▶ **WHAT IS NEEDED**
Collect every line in the rows below that contains the word "cloud", and copy each one in full. Only matches with the same case count.

▶ **INFORMATION SHOWN**

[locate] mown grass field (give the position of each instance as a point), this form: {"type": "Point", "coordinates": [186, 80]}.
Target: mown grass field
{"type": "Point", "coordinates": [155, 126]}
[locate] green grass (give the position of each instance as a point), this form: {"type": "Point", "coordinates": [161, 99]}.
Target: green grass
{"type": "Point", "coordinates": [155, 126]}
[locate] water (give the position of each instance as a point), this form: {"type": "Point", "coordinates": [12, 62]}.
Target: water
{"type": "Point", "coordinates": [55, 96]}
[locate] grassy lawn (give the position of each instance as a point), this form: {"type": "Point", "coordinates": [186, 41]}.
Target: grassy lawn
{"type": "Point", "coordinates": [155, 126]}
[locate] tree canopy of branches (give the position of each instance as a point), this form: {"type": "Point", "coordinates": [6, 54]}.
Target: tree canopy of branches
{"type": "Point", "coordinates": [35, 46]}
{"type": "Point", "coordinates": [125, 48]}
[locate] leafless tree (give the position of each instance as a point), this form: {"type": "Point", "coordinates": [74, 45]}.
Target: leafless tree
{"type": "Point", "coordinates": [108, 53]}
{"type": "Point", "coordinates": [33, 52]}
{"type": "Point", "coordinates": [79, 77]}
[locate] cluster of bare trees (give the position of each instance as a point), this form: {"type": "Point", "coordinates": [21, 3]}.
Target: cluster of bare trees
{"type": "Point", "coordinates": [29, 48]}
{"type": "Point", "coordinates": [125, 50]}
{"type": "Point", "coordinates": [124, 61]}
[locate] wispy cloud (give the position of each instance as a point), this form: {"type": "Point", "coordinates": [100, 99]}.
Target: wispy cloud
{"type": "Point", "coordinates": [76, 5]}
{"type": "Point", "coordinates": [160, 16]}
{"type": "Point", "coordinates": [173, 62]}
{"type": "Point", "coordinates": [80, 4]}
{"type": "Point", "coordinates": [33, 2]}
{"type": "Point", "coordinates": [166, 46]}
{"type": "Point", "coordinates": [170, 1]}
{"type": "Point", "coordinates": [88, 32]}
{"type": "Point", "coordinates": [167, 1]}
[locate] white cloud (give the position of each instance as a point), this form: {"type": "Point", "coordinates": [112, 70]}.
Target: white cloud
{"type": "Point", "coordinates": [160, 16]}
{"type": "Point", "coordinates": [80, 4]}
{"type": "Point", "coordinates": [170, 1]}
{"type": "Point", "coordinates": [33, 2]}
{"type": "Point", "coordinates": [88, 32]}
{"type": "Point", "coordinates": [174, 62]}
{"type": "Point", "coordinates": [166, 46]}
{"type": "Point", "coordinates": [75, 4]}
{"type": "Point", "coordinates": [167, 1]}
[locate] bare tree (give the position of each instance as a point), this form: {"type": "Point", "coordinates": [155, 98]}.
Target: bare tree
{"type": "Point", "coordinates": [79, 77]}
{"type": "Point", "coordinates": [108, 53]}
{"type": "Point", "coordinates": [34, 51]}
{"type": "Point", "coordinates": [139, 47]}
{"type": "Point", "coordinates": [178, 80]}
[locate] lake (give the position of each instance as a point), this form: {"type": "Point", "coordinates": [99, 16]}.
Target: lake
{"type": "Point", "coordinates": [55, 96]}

---

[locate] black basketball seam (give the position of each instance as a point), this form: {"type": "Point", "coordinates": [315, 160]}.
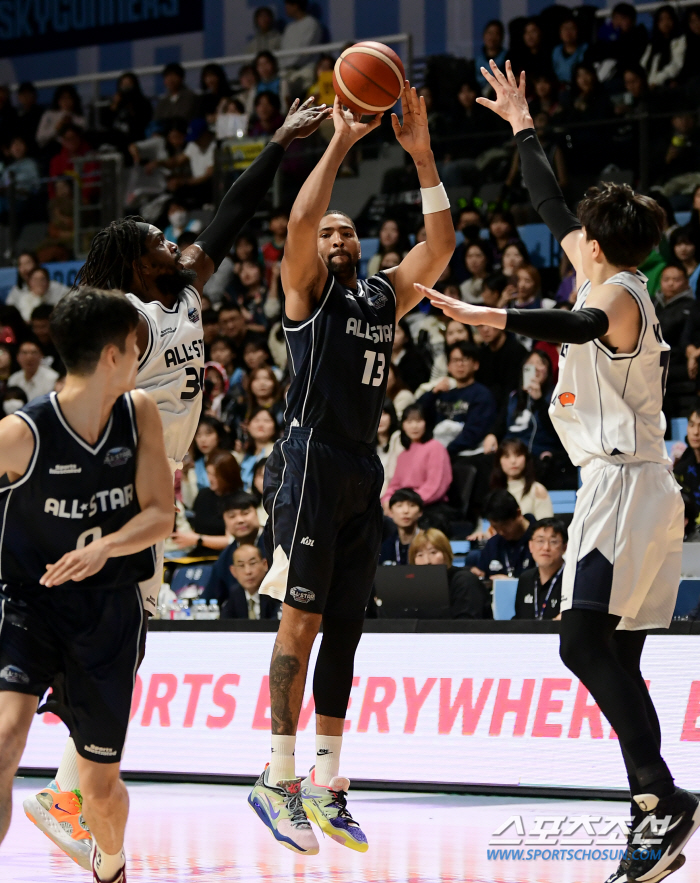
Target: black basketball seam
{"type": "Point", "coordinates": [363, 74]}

▶ **THE RESPONSE**
[locate] wispy cloud (give the position of each instance as a point), this form: {"type": "Point", "coordinates": [100, 99]}.
Target: wispy cloud
[locate] white cloud (give the position of each instance as a point), this form: {"type": "Point", "coordinates": [112, 70]}.
Target: white cloud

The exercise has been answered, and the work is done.